**Extrait**:
# # # # #
Pourquoi le nier, j'ai un peu calé sur L'homme sans qualités : l'attirance perpétuelle pour de nouveaux horizons d'une part, la difficulté propre au livre, particulièrement en sa deuxième partie ("mystique") d'autre part, ont eu momentanément raison de ma patience. Momentanément, parce qu'étant conscient que par rapport à mon "cadre de travail" Musil occupe une place bien particulière, une possibilité qu'il est à peu près le seul à creuser, ou à creuser aussi bien, il n'était pas question de l'abandonner trop longtemps.

N'ayant jamais eu honte d'avoir recours aux spécialistes, redécouvrant par ailleurs toute l'utilité des divers travaux de Jacques Bouveresse, j'ai donc décidé de me laisser guider par lui pour revenir à Musil. Que, dans ce qui suit, J. Bouveresse fasse tenir à Musil des thèses proches des miennes, que, de plus, ces thèses aient pu être soutenues il y a quatre-vingt ans, ne peut qu'apporter de l'eau à mon moulin :

"On a l'habitude d'évoquer l'attitude « ambivalente » de Musil, partagé entre le refus et la nostalgie de l'unité et de la totalité. [Dieter Hornig évoque] « la contradiction profonde de Musil, à savoir l'évaluation ambivalente que sa critique de la civilisation fait de la “dissolution”, de la désintégration : tantôt elle est la perte de l'unité et des liens, un symptôme de décadence, qui doit être stoppé par un “sens” nouveau, par un ultime signifié, afin de basculer dans un nouvel universalisme ; tantôt elle apparaît comme une chance, comme un gain de liberté et de nouvelles possibilités de donner forme à l'Histoire » [1]. Il y a bien, en effet, chez Musil ce genre d'ambivalence et même, si l'on veut, de contradiction. Mais ce qui est important dans la contradiction est justement qu'elle puisse être vivante et le soit même, dans certaines situations, beaucoup plus que l'unité vivante que l'on cherche à faire revivre. Et si, comme le pense Musil, nous sommes engagés dans une période de transition qui exige de la vigilance, du sang-froid et de la patience, parce que nous ne savons tout simplement pas encore à quoi elle peut aboutir, il n'est pas surprenant qu'il faille à la fois réaffirmer la présence persistante du besoin de « sens », d'unité et de totalité et de se défendre à chaque instant contre la séduction qu'exercent toujours, en pareil cas, les synthèses fallacieuses qui arrivent trop tôt et trop vite.
# # # # #
**Consigne**: Prolongez le texte sur Musil et Bouveresse à la suite de sa dernière phrase.

**Données fournies**:
# # # # #
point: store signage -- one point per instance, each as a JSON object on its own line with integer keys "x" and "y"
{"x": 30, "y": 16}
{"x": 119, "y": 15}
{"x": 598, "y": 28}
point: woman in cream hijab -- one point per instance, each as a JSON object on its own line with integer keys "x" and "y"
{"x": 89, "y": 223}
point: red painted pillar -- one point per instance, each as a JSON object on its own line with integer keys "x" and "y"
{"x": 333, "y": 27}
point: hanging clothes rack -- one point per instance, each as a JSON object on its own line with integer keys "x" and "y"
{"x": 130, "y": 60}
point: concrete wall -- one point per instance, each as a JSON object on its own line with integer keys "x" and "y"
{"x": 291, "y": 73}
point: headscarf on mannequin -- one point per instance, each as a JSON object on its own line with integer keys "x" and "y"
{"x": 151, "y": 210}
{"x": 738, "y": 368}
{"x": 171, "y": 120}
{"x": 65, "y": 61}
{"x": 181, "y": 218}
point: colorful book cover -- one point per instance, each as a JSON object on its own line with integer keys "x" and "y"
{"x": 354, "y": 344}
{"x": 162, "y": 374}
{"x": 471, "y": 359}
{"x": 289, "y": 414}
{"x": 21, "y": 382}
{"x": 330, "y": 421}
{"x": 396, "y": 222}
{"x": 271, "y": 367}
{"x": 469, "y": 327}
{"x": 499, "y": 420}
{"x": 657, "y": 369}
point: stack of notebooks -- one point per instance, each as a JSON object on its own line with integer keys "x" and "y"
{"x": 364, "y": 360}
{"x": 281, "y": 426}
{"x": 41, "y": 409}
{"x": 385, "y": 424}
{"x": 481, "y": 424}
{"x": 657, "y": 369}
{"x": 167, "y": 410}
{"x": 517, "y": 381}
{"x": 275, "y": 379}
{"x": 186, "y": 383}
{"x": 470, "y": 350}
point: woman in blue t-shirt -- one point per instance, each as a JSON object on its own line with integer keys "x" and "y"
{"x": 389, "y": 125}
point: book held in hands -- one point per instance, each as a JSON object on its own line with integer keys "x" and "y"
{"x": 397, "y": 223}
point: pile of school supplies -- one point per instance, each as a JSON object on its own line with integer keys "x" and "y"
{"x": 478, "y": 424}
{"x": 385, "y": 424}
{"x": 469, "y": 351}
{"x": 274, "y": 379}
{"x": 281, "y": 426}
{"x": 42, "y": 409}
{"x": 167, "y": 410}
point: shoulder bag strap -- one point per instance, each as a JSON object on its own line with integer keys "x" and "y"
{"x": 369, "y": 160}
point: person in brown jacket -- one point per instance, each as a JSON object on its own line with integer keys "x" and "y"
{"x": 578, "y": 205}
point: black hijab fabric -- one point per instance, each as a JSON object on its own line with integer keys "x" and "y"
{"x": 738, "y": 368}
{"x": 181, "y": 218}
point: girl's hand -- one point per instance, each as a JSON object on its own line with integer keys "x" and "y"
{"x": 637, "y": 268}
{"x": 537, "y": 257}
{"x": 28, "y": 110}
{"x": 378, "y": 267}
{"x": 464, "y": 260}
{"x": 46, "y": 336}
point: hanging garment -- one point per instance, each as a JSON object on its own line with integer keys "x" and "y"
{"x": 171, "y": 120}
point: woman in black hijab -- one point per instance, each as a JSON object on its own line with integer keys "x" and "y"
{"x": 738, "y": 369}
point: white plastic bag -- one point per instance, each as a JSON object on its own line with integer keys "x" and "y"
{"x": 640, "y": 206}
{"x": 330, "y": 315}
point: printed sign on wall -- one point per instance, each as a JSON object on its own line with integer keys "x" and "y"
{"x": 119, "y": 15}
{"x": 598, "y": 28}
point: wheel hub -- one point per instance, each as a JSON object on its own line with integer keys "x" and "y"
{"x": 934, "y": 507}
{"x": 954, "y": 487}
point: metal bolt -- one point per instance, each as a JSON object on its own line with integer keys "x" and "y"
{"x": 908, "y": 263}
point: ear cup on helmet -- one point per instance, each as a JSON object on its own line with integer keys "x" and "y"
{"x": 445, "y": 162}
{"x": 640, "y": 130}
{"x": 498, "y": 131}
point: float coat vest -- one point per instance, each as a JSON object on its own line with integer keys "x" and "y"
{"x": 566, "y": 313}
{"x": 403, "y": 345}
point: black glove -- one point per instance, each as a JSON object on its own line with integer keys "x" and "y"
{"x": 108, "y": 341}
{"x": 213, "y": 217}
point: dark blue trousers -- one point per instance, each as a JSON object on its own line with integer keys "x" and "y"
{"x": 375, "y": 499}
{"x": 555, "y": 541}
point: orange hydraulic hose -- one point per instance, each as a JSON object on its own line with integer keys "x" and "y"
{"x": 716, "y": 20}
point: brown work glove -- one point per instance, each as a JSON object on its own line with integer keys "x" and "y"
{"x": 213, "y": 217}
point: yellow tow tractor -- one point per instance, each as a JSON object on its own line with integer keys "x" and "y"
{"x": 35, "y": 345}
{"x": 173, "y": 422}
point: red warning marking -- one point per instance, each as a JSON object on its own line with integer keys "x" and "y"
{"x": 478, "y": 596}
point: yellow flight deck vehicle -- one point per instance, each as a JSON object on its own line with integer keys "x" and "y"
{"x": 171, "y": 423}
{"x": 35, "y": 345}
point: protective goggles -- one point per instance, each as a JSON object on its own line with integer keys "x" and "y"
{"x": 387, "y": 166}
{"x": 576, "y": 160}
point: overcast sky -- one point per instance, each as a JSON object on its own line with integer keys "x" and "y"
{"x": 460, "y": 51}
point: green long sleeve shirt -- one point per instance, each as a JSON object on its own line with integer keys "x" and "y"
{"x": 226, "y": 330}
# # # # #
**Réponse**:
S'il revenait aujourd'hui, l'auteur de L'Homme sans qualités considérerait sans doute la vogue du discours philosophique post-moderne comme le dernier avatar d'un conflit qui existe depuis quelque temps, dans la mentalité de l'homme contemporain, entre l'obligation d'être moderne et le désir plus ou moins nostalgique et aussi plus ou moins mythique de cesser une bonne fois de l'être, autrement dit, comme une des innombrables contradictions que la culture d'aujourd'hui trouve le moyen d'héberger en son sein :

- sans nous y attarder, mentionnons tout de même que les sociétés modernes n'ont pas le privilège de la contradiction : je feuillette en ce moment le beau livre de C. Geertz sur Bali. Interprétation d'une culture, on y voit les Balinais se plier à des usages extrêmement codés et exigeants au jour le jour, sans parfois se priver de les critiquer, ou en y mettant une conviction pour le moins intermittente. Il est vrai qu'ils ne proposent, ou qu'ils ne proposaient alors, aucune idéologie alternative. J'y reviendrai...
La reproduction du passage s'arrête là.